Please swap "pinpoint" for "locate" throughout the material below and reproduce it with nothing else changed.
----------------
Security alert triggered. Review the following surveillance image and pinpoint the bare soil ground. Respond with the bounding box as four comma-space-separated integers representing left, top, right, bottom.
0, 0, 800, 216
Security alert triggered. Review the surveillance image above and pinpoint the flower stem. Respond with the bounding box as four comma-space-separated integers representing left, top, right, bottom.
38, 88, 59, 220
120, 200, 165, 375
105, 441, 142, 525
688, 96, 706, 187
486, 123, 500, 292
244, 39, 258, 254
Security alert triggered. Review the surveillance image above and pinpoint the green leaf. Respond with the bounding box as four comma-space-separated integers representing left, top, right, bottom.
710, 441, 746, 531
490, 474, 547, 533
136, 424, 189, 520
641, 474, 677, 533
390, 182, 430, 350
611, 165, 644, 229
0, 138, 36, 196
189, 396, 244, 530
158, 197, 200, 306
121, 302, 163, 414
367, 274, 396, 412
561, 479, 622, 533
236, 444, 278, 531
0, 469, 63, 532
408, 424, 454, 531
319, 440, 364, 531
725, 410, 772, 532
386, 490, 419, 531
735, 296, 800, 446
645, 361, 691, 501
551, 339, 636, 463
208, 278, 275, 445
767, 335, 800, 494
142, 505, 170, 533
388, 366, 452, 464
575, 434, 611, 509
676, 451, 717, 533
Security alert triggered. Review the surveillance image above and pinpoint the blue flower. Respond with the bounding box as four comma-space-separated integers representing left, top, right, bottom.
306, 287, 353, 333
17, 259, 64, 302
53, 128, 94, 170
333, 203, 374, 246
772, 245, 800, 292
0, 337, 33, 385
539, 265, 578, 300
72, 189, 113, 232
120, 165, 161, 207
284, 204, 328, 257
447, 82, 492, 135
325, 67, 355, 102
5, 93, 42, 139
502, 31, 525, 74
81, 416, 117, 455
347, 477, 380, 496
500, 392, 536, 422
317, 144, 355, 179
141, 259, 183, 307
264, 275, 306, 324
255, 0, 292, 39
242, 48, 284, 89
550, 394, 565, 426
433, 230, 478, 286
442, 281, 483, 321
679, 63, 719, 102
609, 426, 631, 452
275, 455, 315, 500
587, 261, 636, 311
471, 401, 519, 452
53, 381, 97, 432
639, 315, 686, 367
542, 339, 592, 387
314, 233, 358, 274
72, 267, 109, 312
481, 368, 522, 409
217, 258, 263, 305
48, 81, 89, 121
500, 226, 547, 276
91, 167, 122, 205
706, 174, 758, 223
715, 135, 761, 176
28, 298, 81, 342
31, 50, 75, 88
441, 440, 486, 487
----------------
Right answer ▸
Security alert triggered. Review the following surveillance image and locate the bare soil ground. Respond with the bounding box as four comma-space-separated integers representing left, top, right, bottom.
0, 0, 800, 216
Security alert triggered. Review the surveillance image above and locate the flower stem. Respond with the bounding box as four comma-space-separated integers representing left, top, right, bottom.
38, 88, 59, 220
120, 200, 165, 375
105, 441, 142, 525
688, 96, 706, 187
486, 123, 500, 292
244, 39, 258, 254
Security alert triggered. Review the surveillance image above and locate the green leaf. Respond with the bounding box as four comma-space-separated integers representing left, top, right, bottom.
710, 441, 746, 531
490, 474, 547, 533
136, 424, 189, 520
641, 474, 677, 533
390, 182, 430, 350
611, 165, 644, 229
0, 138, 36, 196
189, 396, 244, 530
158, 197, 200, 306
121, 302, 163, 414
367, 274, 396, 412
561, 479, 622, 533
236, 444, 278, 531
0, 469, 63, 532
408, 424, 454, 531
319, 440, 364, 531
725, 410, 772, 532
386, 490, 419, 531
735, 296, 800, 446
645, 361, 691, 501
551, 339, 636, 463
208, 278, 275, 445
767, 335, 800, 494
142, 505, 170, 533
388, 366, 452, 464
575, 434, 611, 509
676, 451, 717, 533
Security alert triggered. Review the surveillance image above and locate the blue flower. Respond with the bounding box as four comma-space-separated integers representing left, top, right, bottom.
306, 287, 353, 333
17, 259, 64, 302
53, 128, 94, 170
333, 203, 374, 246
772, 245, 800, 292
0, 337, 33, 385
539, 265, 578, 300
72, 189, 113, 232
120, 165, 161, 207
284, 204, 328, 257
447, 82, 492, 135
325, 67, 355, 102
5, 93, 42, 139
502, 31, 525, 74
81, 416, 117, 455
347, 477, 380, 496
500, 392, 536, 422
317, 144, 355, 179
141, 259, 183, 307
264, 275, 306, 324
255, 0, 292, 39
242, 48, 284, 89
550, 394, 565, 426
433, 230, 478, 286
442, 281, 483, 321
679, 63, 719, 102
609, 426, 631, 452
275, 455, 315, 500
587, 261, 636, 311
471, 401, 519, 452
53, 381, 97, 432
639, 315, 686, 367
542, 339, 592, 387
314, 233, 358, 274
72, 267, 109, 312
481, 368, 522, 409
217, 258, 263, 305
48, 81, 89, 121
500, 226, 547, 276
91, 167, 122, 205
706, 174, 758, 223
715, 135, 761, 176
28, 298, 81, 342
31, 50, 75, 88
441, 440, 486, 487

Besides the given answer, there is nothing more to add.